-------- Given passage
The Mustard Seed Garden Landscape Scroll

 

Going from manual to scroll was like playing video in reverse. Shen Xinyou of the Qing Dynasty condensed the classical configurations of master painters into a book. I in turn placed these classical configurations into a landscape painting, as in a backwards induction in mathematics. My interest was in seeing what results this backwards induction in yield. Such experiments help me deepen my understanding of the semiotic nature of Chinese art. Subject matter in Chinese painting is drawn from a limited repertoire—the “Four Gentlemen” of plum, orchid, bamboo, and chrysanthemum and landscapes with symbolic pavilions and conventionalized figures. In the imagination of literati painters, nature with human figures was a way for the literati to reflect on what human presence in nature should be. This image is rather like something “written” with pre-given signs.

 

The Mustard Seed Garden Landscape Scroll is in the hand scroll format. The Chinese literati did not look at paintings hung up, but carried them around in hand scrolls to view wherever they pleased. Unfolded segment by segment, a hand scroll is somewhat similar to a comic book. The Mustard Seed Garden Landscape Scroll moves from the countryside to the outskirts of a city, from wilderness to a village, and finally to forested mountains. Carefully embedded within the composition are many small human figures. I followed one principle in creating this work: every image taken from the Mustard Seed Garden Landscape Scroll is recreated in its original dimensions. This creative constraint highlights the significance of the manual as a dictionary and reference book and, at the same time, further distances my work from the freedoms of a figurative painting surface. Also worth mentioning is that after finalizing the composition, I invited a professional carver to make the blocker rather than carving them myself. I was not acting as a creative printmaker. In premodern China, a painter would first finish a painting and then let a carver transfer it onto woodblocks. Deprived of the room for emotional and creative expression, the carver acts like a printing machine and faithfully reproduces the image. This preserves the objectivity of the components of my work.
----------------
-------- Stored data
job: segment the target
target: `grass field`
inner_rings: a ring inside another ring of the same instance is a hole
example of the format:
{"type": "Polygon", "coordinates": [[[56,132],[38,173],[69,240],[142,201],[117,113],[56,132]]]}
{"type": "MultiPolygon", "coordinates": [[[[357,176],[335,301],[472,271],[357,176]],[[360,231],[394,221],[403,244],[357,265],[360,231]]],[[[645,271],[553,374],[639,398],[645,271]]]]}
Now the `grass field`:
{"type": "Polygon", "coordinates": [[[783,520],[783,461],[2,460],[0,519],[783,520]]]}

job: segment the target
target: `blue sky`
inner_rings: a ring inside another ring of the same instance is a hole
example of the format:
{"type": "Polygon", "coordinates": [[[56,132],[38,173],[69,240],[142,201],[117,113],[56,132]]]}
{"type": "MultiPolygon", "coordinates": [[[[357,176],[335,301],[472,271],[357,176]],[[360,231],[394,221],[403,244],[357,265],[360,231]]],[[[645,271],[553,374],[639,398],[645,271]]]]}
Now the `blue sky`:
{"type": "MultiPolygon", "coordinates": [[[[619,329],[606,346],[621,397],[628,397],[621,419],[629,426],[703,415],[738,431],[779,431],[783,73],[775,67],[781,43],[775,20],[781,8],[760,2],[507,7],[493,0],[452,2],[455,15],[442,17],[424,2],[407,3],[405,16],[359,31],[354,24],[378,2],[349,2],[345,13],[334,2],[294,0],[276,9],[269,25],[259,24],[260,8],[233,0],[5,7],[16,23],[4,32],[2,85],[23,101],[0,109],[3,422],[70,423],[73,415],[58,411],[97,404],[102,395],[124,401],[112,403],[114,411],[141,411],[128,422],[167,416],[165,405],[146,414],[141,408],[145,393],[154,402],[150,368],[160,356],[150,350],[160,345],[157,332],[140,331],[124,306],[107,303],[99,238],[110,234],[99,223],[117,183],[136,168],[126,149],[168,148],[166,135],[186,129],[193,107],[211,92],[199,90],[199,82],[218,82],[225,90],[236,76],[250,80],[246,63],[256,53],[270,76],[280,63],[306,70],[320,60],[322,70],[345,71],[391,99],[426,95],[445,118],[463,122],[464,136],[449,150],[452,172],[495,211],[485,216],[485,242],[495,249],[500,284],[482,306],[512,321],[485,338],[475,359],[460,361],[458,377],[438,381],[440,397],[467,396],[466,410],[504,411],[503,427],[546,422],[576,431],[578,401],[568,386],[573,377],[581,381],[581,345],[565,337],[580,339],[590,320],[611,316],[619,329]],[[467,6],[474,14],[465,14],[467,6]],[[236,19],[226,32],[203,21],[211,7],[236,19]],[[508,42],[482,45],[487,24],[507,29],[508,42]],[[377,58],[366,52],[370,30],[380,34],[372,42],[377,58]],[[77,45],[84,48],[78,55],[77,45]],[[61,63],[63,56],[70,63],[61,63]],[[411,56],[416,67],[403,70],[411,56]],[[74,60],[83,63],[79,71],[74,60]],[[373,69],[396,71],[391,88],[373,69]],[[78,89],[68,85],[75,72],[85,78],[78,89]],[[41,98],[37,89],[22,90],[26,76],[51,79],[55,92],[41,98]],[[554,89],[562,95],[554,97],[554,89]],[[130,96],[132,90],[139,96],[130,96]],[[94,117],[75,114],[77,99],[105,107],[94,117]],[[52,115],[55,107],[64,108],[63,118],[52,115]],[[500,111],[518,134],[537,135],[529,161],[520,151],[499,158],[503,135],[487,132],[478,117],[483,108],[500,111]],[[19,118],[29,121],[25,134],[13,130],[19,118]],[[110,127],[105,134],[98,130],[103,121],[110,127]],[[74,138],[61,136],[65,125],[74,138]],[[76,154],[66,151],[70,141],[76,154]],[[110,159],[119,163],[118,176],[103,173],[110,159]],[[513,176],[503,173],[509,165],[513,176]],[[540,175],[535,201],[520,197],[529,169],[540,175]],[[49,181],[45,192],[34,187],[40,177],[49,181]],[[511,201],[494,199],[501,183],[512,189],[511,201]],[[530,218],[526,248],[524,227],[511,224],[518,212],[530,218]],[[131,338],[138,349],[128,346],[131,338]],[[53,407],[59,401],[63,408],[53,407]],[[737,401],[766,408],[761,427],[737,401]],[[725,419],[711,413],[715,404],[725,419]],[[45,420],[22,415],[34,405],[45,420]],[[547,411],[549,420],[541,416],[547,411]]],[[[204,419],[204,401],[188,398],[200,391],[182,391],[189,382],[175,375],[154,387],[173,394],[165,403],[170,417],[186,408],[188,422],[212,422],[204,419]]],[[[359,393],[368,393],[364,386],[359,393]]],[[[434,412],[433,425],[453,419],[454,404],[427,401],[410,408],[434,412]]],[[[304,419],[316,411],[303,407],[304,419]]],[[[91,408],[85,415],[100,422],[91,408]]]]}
----------------
Your tasks:
1. According to the passage on the Mustard Seed Garden Landscape Scroll, through which settings does the scroll move?
2. Carry on the passage about the Mustard Seed Garden Landscape Scroll from its last sentence.
These records were taken from a separate source.

Answers by task:
1. It moves from the countryside to the outskirts of a city, from wilderness to a village, and finally to forested mountains.

2.
 

In the past century or two, the effects of Western culture on the development of the world’s civilizations have naturally concerned and inspired the Chinese. Today our modes of living and thinking are considerably influenced by the West. In intellectual outlook, however, every people or culture is inextricably bound to such fundamental factors as ethnicity, customs, and blood, which are difficult to change. Arthur Smith, an American missionary, wrote the book Chinese Characteristics a hundred years ago. The habits he described have not changed essentially between then and now. The written language is a good example. The block-like Chinese characters entail reading and viewing experiences disparate from those of alphabetic scripts. Although we use modern Chinese now, its pictographic nature still profoundly informs our reading. When we read the characters山水(landscape. lit. ”mountain and water”), how do the shape of the mountain in and the patterns of water in affect our thinking? People all say this is the age of reading images. The Chinese have been reading imaged for thousands of years. Ultimately, all this cannot but affect a people’s ways of thinking about and knowing the world.

 

But we should know that tradition is powerless if unanimated. This exhibition and all its participating artists are involved in precisely this “animating” work. How to confront tradition is an abiding issue in any society. Our lives and creations today will be tomorrow’s tradition, and people in the future will likewise face the question of how to treat or absorb what we leave behind. The essence of Chinese thought, attitudes, and worldviews, like that of any distinguished civilization, nourishes and inspires us in our search for better modes of culture.